Stated exercise:
Take the line that contains "Objective — one point per instance of the ski" as the first line and the final line of the records as the last; return exactly those lines and the lines between.

(Records from a point labeling set)
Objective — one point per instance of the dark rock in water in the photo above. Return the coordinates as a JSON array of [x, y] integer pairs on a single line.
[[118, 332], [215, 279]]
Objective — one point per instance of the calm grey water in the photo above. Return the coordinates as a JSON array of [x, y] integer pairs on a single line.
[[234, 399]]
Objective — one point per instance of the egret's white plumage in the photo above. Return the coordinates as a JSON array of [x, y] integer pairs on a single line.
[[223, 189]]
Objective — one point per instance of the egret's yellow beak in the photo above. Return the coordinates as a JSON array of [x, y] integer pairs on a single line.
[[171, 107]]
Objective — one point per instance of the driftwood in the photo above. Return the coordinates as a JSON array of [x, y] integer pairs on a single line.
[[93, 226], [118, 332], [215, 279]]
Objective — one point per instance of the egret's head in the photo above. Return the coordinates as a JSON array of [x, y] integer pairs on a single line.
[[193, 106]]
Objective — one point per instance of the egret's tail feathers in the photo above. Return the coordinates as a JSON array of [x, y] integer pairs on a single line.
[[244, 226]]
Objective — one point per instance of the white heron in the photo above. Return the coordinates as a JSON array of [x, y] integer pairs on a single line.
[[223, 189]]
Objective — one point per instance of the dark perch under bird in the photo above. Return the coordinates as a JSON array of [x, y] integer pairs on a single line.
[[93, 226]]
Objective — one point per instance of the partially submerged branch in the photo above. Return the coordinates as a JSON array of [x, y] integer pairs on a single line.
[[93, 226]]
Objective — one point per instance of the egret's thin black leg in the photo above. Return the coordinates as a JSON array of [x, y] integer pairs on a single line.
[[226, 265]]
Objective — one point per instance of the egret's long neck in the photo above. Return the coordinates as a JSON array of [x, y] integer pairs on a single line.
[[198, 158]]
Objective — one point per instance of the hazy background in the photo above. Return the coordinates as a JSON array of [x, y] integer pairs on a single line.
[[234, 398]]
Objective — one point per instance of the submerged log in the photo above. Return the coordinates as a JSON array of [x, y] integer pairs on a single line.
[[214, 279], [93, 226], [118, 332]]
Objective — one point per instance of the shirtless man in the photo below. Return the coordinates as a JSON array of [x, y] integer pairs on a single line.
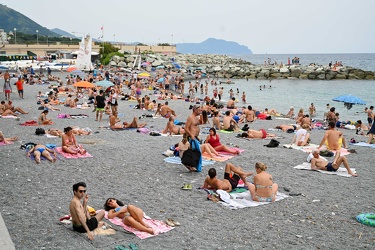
[[370, 116], [41, 150], [230, 104], [306, 120], [81, 219], [192, 123], [4, 111], [333, 138], [228, 183], [172, 128], [318, 163], [259, 134], [133, 124], [166, 111], [229, 124]]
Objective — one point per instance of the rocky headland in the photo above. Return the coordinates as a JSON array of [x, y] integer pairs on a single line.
[[228, 67]]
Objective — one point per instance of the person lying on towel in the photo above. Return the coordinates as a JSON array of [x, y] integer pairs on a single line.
[[263, 189], [124, 125], [318, 163], [232, 175], [131, 215]]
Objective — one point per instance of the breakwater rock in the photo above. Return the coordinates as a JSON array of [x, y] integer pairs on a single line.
[[228, 67]]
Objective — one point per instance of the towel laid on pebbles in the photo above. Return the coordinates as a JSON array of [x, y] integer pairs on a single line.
[[158, 226], [102, 237], [341, 171], [236, 200], [177, 160], [72, 156]]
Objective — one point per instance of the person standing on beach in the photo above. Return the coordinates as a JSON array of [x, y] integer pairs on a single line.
[[19, 84], [192, 123], [370, 116], [100, 105], [81, 219], [7, 89]]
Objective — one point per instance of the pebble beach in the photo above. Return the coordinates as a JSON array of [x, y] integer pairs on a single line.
[[320, 213]]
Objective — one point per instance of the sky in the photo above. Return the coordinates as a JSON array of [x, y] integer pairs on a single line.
[[264, 26]]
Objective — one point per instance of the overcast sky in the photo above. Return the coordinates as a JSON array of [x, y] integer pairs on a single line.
[[264, 26]]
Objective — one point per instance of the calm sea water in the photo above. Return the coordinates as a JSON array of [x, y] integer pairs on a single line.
[[301, 93]]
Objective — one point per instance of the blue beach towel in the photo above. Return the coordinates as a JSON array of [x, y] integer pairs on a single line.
[[197, 146]]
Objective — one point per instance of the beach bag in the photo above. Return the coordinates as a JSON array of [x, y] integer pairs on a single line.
[[272, 144], [191, 157], [40, 131]]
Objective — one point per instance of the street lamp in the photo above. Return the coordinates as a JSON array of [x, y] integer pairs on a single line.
[[15, 35]]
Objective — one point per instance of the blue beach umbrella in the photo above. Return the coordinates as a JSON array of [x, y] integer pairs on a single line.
[[349, 100], [104, 83]]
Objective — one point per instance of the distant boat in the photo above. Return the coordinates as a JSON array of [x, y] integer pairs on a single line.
[[227, 82], [84, 54]]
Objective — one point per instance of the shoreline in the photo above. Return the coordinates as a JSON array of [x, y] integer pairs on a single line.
[[129, 165]]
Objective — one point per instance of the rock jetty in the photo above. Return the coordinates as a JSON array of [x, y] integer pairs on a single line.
[[228, 67]]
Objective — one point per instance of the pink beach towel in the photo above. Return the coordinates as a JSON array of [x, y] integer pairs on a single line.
[[72, 156], [158, 226], [219, 158], [226, 153], [3, 143]]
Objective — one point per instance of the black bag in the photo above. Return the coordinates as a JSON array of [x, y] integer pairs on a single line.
[[273, 144], [191, 158], [40, 131]]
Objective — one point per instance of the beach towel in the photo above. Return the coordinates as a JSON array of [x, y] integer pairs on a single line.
[[364, 144], [341, 171], [227, 153], [102, 238], [195, 145], [30, 123], [242, 198], [177, 160], [72, 156], [225, 131], [9, 117], [3, 143], [311, 147], [158, 226], [219, 158]]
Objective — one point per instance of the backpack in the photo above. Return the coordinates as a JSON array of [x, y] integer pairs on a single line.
[[40, 131], [272, 144]]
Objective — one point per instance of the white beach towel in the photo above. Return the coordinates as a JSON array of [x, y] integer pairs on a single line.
[[340, 172], [242, 200]]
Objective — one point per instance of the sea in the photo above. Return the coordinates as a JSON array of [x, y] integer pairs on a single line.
[[281, 94]]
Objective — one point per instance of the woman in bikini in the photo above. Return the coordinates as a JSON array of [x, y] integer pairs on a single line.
[[41, 150], [69, 143], [263, 189], [214, 140], [131, 215]]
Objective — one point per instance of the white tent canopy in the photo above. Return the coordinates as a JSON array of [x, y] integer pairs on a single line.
[[93, 53]]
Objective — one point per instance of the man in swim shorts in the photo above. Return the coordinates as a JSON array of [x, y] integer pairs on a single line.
[[172, 128], [318, 163], [232, 175], [81, 219], [100, 105], [259, 134]]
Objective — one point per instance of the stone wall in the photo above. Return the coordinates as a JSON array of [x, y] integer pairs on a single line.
[[227, 67]]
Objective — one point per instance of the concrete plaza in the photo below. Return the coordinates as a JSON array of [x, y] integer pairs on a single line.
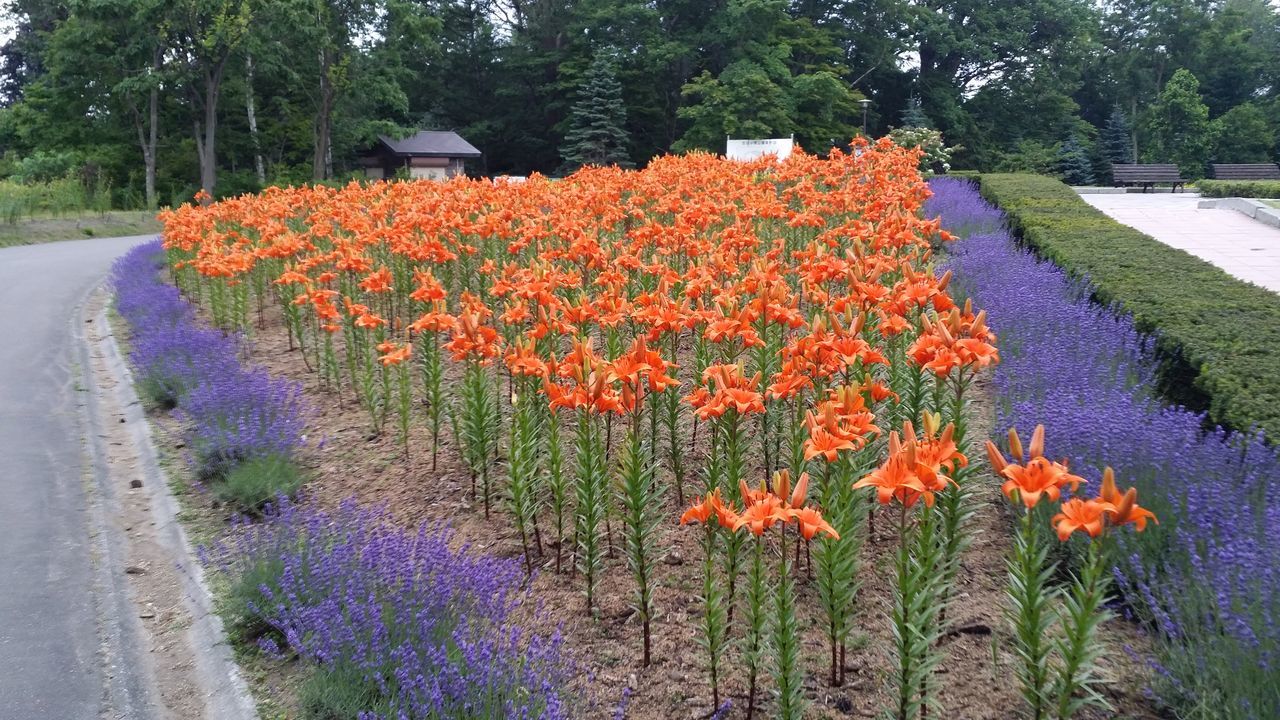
[[1239, 245]]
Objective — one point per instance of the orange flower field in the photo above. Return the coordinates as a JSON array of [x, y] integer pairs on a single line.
[[755, 361]]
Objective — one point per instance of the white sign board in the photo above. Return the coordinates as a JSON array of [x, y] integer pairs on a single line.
[[746, 150]]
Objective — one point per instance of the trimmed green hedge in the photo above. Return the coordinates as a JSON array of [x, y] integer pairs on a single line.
[[1239, 188], [1220, 336]]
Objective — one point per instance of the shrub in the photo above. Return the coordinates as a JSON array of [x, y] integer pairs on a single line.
[[1216, 335], [1207, 578], [397, 623], [256, 482], [1239, 188]]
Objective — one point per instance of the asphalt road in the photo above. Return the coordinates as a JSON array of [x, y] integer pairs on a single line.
[[59, 625]]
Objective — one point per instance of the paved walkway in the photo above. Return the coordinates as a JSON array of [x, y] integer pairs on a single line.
[[1239, 245], [56, 616]]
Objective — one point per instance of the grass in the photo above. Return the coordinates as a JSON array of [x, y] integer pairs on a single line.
[[259, 481], [114, 223]]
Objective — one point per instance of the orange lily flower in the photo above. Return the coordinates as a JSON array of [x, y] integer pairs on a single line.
[[1087, 515]]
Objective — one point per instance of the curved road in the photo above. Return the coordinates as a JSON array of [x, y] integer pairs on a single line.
[[65, 648]]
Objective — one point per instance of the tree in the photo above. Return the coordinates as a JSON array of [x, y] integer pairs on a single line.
[[598, 119], [206, 33], [914, 117], [1179, 128], [1243, 136], [1074, 163], [1116, 139], [113, 57], [764, 90]]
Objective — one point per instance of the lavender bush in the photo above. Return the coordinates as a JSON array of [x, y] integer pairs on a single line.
[[1207, 578], [234, 413], [398, 624]]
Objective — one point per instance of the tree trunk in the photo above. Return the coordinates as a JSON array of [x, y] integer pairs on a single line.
[[206, 145], [320, 159], [259, 169], [149, 151]]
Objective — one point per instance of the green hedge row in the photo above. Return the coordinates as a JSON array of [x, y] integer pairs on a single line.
[[1220, 336], [1239, 188]]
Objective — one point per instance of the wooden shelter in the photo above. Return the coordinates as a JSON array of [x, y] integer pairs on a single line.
[[429, 154]]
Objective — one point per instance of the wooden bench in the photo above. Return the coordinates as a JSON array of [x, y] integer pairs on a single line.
[[1258, 171], [1147, 176]]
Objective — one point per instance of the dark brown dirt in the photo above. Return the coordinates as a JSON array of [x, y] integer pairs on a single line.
[[977, 678]]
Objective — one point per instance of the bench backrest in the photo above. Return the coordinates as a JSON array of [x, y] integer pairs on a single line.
[[1253, 171], [1146, 173]]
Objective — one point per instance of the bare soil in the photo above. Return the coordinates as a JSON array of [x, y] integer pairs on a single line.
[[154, 580], [977, 679]]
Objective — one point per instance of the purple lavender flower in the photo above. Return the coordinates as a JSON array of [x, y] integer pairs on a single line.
[[429, 629], [1207, 578], [234, 413]]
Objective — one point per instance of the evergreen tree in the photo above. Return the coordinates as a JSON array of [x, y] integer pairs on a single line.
[[914, 117], [1073, 162], [1179, 127], [598, 119], [1118, 139]]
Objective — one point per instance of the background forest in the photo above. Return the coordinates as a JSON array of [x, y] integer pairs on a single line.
[[150, 100]]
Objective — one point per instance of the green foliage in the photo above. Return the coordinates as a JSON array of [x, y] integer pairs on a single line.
[[915, 614], [778, 77], [914, 117], [1074, 163], [1217, 335], [479, 427], [243, 597], [1116, 139], [58, 197], [1031, 614], [713, 636], [598, 119], [1239, 188], [1179, 127], [787, 671], [1075, 684], [557, 483], [339, 691], [1243, 135], [259, 481], [327, 76], [1029, 156], [837, 561], [522, 470], [590, 501], [640, 500], [937, 155]]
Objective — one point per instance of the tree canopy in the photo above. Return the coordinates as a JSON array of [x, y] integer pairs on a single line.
[[164, 98]]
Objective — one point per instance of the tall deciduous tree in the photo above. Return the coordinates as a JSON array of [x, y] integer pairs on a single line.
[[1243, 136], [205, 35], [1179, 127], [113, 57]]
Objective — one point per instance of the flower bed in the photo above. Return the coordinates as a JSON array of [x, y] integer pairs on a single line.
[[760, 350], [234, 414], [1216, 335], [397, 623], [1207, 579]]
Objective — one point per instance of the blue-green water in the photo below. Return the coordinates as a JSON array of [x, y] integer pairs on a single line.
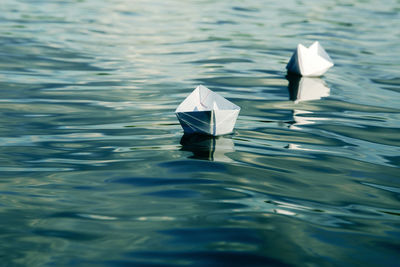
[[95, 170]]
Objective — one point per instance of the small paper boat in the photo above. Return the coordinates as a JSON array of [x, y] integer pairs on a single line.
[[312, 61], [206, 112], [306, 88]]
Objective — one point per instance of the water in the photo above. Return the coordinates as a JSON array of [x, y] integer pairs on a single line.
[[95, 170]]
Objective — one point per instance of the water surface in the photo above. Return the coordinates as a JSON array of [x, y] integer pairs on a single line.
[[95, 169]]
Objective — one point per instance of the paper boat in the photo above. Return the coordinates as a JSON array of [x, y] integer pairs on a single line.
[[312, 61], [206, 112], [306, 89]]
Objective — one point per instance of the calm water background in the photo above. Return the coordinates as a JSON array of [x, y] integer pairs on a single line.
[[95, 170]]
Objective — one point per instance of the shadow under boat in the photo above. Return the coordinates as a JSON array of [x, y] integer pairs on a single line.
[[306, 88], [207, 147]]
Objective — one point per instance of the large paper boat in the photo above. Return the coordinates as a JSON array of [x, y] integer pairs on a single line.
[[206, 112], [306, 88], [312, 61]]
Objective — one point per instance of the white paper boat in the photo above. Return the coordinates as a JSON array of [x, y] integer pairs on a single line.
[[306, 89], [312, 61], [206, 112]]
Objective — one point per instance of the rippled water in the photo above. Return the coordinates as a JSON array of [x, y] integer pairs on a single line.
[[95, 169]]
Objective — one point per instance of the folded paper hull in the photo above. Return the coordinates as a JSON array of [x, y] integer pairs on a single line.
[[309, 62], [212, 122], [207, 112]]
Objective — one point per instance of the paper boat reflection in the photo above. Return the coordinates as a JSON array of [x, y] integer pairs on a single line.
[[206, 112], [312, 61], [207, 147], [305, 88]]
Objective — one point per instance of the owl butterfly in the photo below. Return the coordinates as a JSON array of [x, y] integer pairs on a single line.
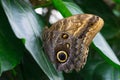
[[67, 41]]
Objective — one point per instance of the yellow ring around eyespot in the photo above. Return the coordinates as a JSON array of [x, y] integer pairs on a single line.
[[66, 56]]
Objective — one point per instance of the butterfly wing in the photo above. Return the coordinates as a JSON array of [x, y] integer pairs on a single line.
[[67, 41]]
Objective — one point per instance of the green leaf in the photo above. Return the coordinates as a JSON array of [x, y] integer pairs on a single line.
[[27, 26], [59, 5], [106, 72], [73, 8], [31, 70], [11, 49], [105, 50]]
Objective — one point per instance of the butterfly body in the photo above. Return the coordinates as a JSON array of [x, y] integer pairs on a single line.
[[67, 41]]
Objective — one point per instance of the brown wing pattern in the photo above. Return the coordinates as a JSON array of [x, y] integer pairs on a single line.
[[67, 41]]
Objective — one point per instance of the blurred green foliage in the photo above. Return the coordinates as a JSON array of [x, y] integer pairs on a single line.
[[27, 61]]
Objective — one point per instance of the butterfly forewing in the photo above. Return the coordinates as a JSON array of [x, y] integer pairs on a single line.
[[67, 41]]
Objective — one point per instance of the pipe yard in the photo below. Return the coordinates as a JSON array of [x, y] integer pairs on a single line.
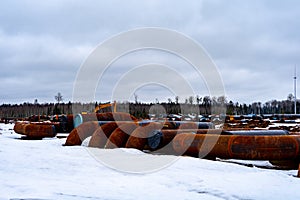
[[276, 141]]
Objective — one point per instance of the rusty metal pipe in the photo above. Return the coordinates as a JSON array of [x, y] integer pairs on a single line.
[[160, 138], [284, 147]]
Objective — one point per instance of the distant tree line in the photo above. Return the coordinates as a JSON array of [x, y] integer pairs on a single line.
[[197, 105]]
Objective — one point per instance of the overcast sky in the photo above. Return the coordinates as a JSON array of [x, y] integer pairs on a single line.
[[255, 44]]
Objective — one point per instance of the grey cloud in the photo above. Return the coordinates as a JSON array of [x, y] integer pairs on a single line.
[[254, 43]]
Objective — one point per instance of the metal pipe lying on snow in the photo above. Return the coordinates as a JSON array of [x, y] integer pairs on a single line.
[[160, 138], [276, 147]]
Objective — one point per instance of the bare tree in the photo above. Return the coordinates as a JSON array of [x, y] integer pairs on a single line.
[[58, 98]]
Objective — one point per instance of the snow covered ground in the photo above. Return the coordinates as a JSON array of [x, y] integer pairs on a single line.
[[44, 169]]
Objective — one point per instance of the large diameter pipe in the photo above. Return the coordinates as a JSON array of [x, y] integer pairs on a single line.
[[120, 135], [100, 136], [77, 135], [19, 127], [284, 147], [40, 131], [161, 138], [109, 116]]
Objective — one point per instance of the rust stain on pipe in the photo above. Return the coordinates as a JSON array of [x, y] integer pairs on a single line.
[[285, 147]]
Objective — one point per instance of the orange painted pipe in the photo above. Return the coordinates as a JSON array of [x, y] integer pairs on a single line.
[[284, 147], [40, 131], [100, 136], [78, 134], [163, 137], [120, 135]]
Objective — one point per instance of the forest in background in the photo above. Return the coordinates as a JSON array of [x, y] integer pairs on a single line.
[[196, 105]]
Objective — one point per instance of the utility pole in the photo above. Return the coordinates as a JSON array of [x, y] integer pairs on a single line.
[[295, 90]]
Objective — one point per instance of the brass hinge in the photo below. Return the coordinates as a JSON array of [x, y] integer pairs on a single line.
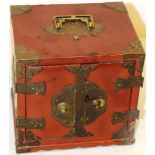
[[129, 82], [118, 117], [30, 123], [38, 88]]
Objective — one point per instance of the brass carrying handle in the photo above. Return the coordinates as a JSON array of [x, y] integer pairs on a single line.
[[87, 19]]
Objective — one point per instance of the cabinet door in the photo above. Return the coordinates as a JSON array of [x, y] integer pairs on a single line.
[[79, 101]]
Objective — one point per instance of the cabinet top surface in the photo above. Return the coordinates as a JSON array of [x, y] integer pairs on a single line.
[[34, 30]]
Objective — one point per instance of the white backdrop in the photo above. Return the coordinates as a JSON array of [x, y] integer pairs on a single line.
[[6, 120]]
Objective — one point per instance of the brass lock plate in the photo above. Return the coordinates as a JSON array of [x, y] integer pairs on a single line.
[[80, 104], [63, 105]]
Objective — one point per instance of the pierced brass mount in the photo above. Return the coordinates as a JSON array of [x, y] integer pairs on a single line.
[[80, 104]]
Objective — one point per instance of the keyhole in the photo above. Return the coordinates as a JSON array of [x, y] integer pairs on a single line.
[[87, 98]]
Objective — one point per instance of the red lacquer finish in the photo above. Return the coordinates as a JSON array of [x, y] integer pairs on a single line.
[[55, 52]]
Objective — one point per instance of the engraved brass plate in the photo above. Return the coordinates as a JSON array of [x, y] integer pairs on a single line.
[[80, 104], [129, 82], [118, 117], [30, 123], [87, 19], [75, 28], [38, 88]]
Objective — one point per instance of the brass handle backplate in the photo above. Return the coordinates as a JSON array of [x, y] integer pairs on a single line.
[[87, 19]]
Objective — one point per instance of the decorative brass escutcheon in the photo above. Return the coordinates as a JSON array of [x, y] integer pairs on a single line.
[[80, 104]]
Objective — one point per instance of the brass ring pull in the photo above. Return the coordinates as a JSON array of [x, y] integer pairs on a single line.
[[87, 19]]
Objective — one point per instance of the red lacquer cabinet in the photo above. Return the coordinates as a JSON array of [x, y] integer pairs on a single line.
[[77, 71]]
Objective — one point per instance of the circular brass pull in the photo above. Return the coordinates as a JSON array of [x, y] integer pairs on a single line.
[[99, 103], [62, 107]]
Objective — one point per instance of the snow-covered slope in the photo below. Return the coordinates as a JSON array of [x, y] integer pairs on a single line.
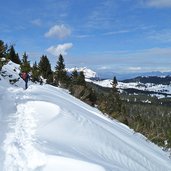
[[87, 72], [158, 88], [44, 128]]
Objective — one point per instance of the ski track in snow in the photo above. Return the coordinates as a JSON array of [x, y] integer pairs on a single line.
[[20, 154]]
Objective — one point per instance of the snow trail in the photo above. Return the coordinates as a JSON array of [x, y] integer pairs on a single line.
[[20, 154]]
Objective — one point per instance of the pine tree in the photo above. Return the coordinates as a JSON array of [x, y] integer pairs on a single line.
[[114, 82], [25, 64], [81, 79], [60, 76], [45, 69], [14, 57], [74, 77], [35, 73], [3, 49]]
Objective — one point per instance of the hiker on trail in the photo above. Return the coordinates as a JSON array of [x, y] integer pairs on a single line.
[[25, 77]]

Exercise result:
Objective — one point per instance of the ski track in snow in the photo above. Return the coordinates as a JSON array of [x, y] integer pairs on a single line.
[[20, 154]]
Objective — one point per instance of the snow trail in the photo above. Return the coordinates as a JSON array of [x, y] integer pairs on a single line.
[[20, 154]]
Objective — one point per instance of the pine tree in the photo above. Return the coordinates as a JSON array of [x, y] integer pairs on a single line.
[[114, 82], [25, 64], [81, 79], [60, 76], [45, 69], [14, 57], [74, 77], [35, 73], [3, 49]]
Objective — one point per instance of the hiker on trail in the photo above. Return the coordinates as a JSON array of [x, y] integer pairs on a single line.
[[25, 77]]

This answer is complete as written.